■ **YOUR TASK**:
Return the data below, unchanged.

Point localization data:
━━━━━━━━━━━━━━━━━━━━━━━━━━━━━━

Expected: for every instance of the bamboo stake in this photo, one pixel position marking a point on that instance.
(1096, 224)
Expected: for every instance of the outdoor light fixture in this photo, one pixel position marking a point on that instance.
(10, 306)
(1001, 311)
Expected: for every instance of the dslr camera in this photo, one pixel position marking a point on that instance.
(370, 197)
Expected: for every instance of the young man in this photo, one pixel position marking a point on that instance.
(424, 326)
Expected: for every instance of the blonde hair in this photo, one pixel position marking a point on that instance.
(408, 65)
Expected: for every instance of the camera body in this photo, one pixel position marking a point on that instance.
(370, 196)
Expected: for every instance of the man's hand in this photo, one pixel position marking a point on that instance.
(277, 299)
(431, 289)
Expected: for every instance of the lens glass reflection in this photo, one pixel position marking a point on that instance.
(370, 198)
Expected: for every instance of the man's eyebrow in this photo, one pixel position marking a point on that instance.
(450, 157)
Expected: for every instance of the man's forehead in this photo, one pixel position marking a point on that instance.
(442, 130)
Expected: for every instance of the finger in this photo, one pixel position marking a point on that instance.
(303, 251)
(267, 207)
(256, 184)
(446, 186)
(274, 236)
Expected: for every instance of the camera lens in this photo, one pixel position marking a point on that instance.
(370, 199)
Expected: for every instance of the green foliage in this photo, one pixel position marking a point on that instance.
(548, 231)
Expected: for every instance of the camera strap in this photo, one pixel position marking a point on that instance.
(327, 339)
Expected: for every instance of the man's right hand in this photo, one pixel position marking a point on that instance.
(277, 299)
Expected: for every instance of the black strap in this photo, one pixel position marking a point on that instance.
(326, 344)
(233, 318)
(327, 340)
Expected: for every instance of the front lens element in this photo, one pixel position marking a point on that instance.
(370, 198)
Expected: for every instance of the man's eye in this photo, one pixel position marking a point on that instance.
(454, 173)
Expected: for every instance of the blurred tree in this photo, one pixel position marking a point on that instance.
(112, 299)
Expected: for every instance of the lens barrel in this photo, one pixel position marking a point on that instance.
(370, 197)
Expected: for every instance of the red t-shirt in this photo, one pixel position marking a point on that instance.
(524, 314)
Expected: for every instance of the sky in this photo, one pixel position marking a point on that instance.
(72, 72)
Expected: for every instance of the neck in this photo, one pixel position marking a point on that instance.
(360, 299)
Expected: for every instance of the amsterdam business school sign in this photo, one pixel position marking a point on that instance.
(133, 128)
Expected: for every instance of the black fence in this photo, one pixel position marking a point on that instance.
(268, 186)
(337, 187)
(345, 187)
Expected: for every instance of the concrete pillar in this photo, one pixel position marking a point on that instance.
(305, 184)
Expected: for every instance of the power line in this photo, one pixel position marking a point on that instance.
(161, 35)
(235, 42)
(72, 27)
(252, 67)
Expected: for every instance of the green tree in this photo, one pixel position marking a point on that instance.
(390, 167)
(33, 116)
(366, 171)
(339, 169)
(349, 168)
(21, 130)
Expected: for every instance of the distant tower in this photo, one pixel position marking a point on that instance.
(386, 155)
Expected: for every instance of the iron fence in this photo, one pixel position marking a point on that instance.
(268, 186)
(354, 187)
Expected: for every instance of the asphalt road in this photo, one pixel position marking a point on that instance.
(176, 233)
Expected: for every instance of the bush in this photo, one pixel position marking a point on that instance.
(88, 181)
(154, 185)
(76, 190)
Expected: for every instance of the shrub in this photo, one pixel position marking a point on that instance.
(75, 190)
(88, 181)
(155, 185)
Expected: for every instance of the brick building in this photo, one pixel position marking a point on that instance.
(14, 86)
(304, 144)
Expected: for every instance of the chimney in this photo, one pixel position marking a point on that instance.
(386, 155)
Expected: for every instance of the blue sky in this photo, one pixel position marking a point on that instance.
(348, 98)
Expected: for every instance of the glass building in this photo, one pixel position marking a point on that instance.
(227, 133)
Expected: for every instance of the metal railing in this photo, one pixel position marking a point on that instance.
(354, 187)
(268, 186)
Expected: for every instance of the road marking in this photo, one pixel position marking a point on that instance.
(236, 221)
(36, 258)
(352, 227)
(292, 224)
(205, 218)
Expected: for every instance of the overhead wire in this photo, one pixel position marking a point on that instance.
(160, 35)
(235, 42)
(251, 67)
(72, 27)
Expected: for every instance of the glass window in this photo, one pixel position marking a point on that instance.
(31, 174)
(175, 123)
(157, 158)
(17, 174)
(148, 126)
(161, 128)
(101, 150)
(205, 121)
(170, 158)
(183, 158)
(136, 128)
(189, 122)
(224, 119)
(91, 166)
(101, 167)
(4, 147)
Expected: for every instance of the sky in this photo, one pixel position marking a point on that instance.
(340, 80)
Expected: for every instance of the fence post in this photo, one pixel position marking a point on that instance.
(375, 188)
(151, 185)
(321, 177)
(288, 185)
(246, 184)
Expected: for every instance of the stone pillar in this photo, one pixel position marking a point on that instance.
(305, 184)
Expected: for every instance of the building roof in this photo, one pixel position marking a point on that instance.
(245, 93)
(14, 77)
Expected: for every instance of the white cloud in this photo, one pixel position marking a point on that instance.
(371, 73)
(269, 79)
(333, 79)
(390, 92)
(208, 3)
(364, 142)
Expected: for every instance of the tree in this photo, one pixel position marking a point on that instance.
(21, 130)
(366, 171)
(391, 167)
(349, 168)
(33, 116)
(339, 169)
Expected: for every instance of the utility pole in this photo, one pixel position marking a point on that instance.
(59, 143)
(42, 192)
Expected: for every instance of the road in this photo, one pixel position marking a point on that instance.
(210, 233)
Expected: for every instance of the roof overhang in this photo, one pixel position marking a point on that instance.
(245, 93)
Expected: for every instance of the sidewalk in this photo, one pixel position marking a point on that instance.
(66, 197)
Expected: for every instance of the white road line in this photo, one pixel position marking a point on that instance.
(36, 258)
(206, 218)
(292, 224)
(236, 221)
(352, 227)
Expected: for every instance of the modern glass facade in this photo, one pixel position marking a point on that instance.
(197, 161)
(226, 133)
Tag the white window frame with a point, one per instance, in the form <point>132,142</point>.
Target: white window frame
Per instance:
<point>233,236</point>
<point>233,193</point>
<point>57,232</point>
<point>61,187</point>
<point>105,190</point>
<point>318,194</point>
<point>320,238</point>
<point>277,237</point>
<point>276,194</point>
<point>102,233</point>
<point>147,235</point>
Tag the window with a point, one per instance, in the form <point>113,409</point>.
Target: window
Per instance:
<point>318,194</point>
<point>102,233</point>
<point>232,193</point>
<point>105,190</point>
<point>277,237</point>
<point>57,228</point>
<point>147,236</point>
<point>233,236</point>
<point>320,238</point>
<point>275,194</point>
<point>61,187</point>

━━━━━━━━━━━━━━━━━━━━━━━━━━━━━━

■ **TASK SOLUTION**:
Expected: for every instance of the bamboo stake in this photo, one pixel position marking a point on that instance.
(1096, 224)
Expected: for every instance of the outdoor light fixture in this photo, one pixel position marking a point on that instance.
(10, 306)
(1001, 311)
Expected: for every instance of the dslr camera in this photo, one pixel position marking a point on that instance.
(370, 197)
Expected: for every instance of the young man in this photo, one pixel position marking a point on that instance.
(424, 326)
Expected: for every instance of the blonde hair in this photo, one pixel position marking a point on that instance.
(408, 65)
Expected: for every instance of the camera body in this photo, one pixel position marking a point on that instance.
(370, 196)
Expected: for every instance of the man's hand in this photo, one pixel position marking a point on that instance.
(277, 299)
(431, 289)
Expected: for every instance of the lens glass reflection in this photo, one pixel position marking a point on that instance.
(370, 198)
Expected: for every instance of the man's eyebrow in this photo, one pixel position marking a point on that instance.
(450, 157)
Expected: for every instance of the man's forehead in this photo, one pixel position marking a point on that instance.
(442, 130)
Expected: for every instance of the finger in this photo, one pixel position marking a point on that instance.
(303, 251)
(267, 207)
(256, 184)
(446, 186)
(274, 236)
Expected: for every instance of the camera lens in this photo, one pixel position marking a point on that instance.
(370, 199)
Expected: for every instance of the green foliage in this photo, one pixel position marking a point on that instance.
(548, 231)
Expected: for every instance of the camera strap in this photo, one pixel position marking a point on that instance.
(327, 339)
Expected: for every instance of the man's right hand in this photo, one pixel position marking a point on that instance.
(277, 299)
Expected: for every instance of the black strap in this photo, one pixel position marking a point on that instance.
(326, 344)
(233, 318)
(327, 340)
Expected: for every instance of the front lens element in this photo, one pixel position marking a point on that instance.
(370, 198)
Expected: for every instance of the man's eye in this photo, one pixel position marking a point on that instance.
(454, 173)
Expected: for every instance of the blurred tree in this photo, one pixel position marking a point on that instance.
(112, 299)
Expected: for every instance of the lens barrel in this photo, one pixel position marking a point on that instance.
(370, 197)
Expected: for every instance of the red t-shirt in this photo, one pixel position marking a point on that instance.
(524, 314)
Expected: for every instance of the sky in this photo, one pixel position marking a point on that instance.
(72, 72)
Expected: for every instance of the neck in this photo, one pixel position marking a point on that instance.
(360, 299)
Expected: for every instance of the amsterdam business school sign in this photo, one pixel position marking a point on that instance.
(133, 128)
Expected: for every instance of the black fence in this photo, one pixel position marking a point on that instance.
(268, 186)
(337, 187)
(345, 187)
Expected: for every instance of the concrete pillar in this photo, one pixel position marking a point on that instance.
(305, 184)
Expected: for every instance of the power line in this photo, one pixel position marking a point on that instance.
(161, 35)
(235, 42)
(72, 27)
(252, 67)
Expected: for every instance of the green tree in this photo, one pixel position marking a point on that instance.
(390, 167)
(33, 116)
(366, 171)
(339, 169)
(349, 168)
(21, 130)
Expected: for every instance of the distant tower in this photo, one pixel position marking a point on that instance.
(386, 155)
Expected: for every instance of the iron fence in this photo, one pixel position marking a point on that instance.
(268, 186)
(354, 187)
Expected: for every instance of the asphalt road in this photo, one pixel position marking a point on that instance.
(176, 233)
Expected: for every instance of the bush in this photo, one pixel position marking a point on that instance.
(88, 181)
(154, 185)
(76, 190)
Expected: for every instance of the shrub in this photo, one pixel position marking a point on that instance.
(75, 190)
(88, 181)
(155, 185)
Expected: for every instance of the brick building in this photo, one pixel position marking a point on that instance.
(14, 86)
(304, 144)
Expected: for every instance of the chimney in this photo, one pixel position marking a point on that instance.
(386, 155)
Expected: for every instance of the blue sky in this photo, one pixel position marking a point on that instance.
(348, 98)
Expected: for every instance of the glass building in this photo, one pixel position marking a point on that instance.
(227, 133)
Expected: for every instance of the metal railing in this photo, one pixel position marking a point on that instance.
(354, 187)
(268, 186)
Expected: for every instance of the road marking in this photo, one pixel position marking a point on that instance.
(236, 221)
(36, 258)
(352, 227)
(292, 224)
(205, 218)
Expected: for every instance of the overhead wire in this photo, one pixel position marking a point on that instance.
(160, 35)
(235, 42)
(251, 67)
(72, 27)
Expected: for every instance of the glass window in this photo, one pixel position marking a point on that instance.
(31, 174)
(175, 123)
(157, 158)
(17, 174)
(148, 126)
(161, 128)
(101, 150)
(205, 121)
(170, 158)
(183, 158)
(136, 128)
(189, 122)
(224, 119)
(91, 166)
(101, 167)
(4, 147)
Expected: for every instance of the sky in this photo, one pixel position marking a point on that instance.
(340, 80)
Expected: for every instance of the fence post in this photo, one pixel position marking a point on that instance.
(375, 188)
(151, 185)
(321, 177)
(288, 185)
(246, 184)
Expected: for every instance of the stone pillar in this photo, one pixel position marking a point on that instance.
(305, 184)
Expected: for every instance of the building roof in this photo, one pixel position marking a point on that instance.
(245, 93)
(14, 77)
Expected: for every instance of the white cloud in this photo, one pixel position marking a point on that instance.
(371, 73)
(269, 79)
(333, 79)
(390, 92)
(208, 3)
(364, 142)
Expected: for every instance of the tree in this photo, one pixel position marking a point on that instance.
(21, 130)
(366, 171)
(391, 167)
(349, 168)
(33, 116)
(339, 169)
Expected: for every instance of the utility pole in this photo, one pixel position marking a point on that instance.
(59, 143)
(42, 192)
Expected: for every instance of the road in this photo, one pixel position marking a point on that instance.
(210, 233)
Expected: for every instance of the roof overhang in this photo, one pixel position marking a point on that instance.
(245, 93)
Expected: for every instance of the sidewalk in this photo, one pixel position marking a point on that instance.
(66, 197)
Expected: for every instance of the white road line in this photo, one pixel position marking a point on that instance.
(36, 258)
(206, 218)
(292, 224)
(236, 221)
(352, 227)
Expected: for every instance of the modern glass facade in this photo, one pixel position marking a point on that instance.
(197, 161)
(226, 133)
Tag the white window frame with a point, one per instance, in the form <point>132,142</point>.
Target: white window frame
Per instance:
<point>233,236</point>
<point>233,193</point>
<point>57,232</point>
<point>61,187</point>
<point>105,190</point>
<point>318,194</point>
<point>320,238</point>
<point>277,237</point>
<point>276,194</point>
<point>102,233</point>
<point>147,235</point>
Tag the window with a point, one per instance, in the form <point>113,409</point>.
Target: window
Per instance:
<point>318,194</point>
<point>102,233</point>
<point>232,193</point>
<point>105,190</point>
<point>277,237</point>
<point>57,228</point>
<point>147,236</point>
<point>233,236</point>
<point>320,238</point>
<point>275,194</point>
<point>61,187</point>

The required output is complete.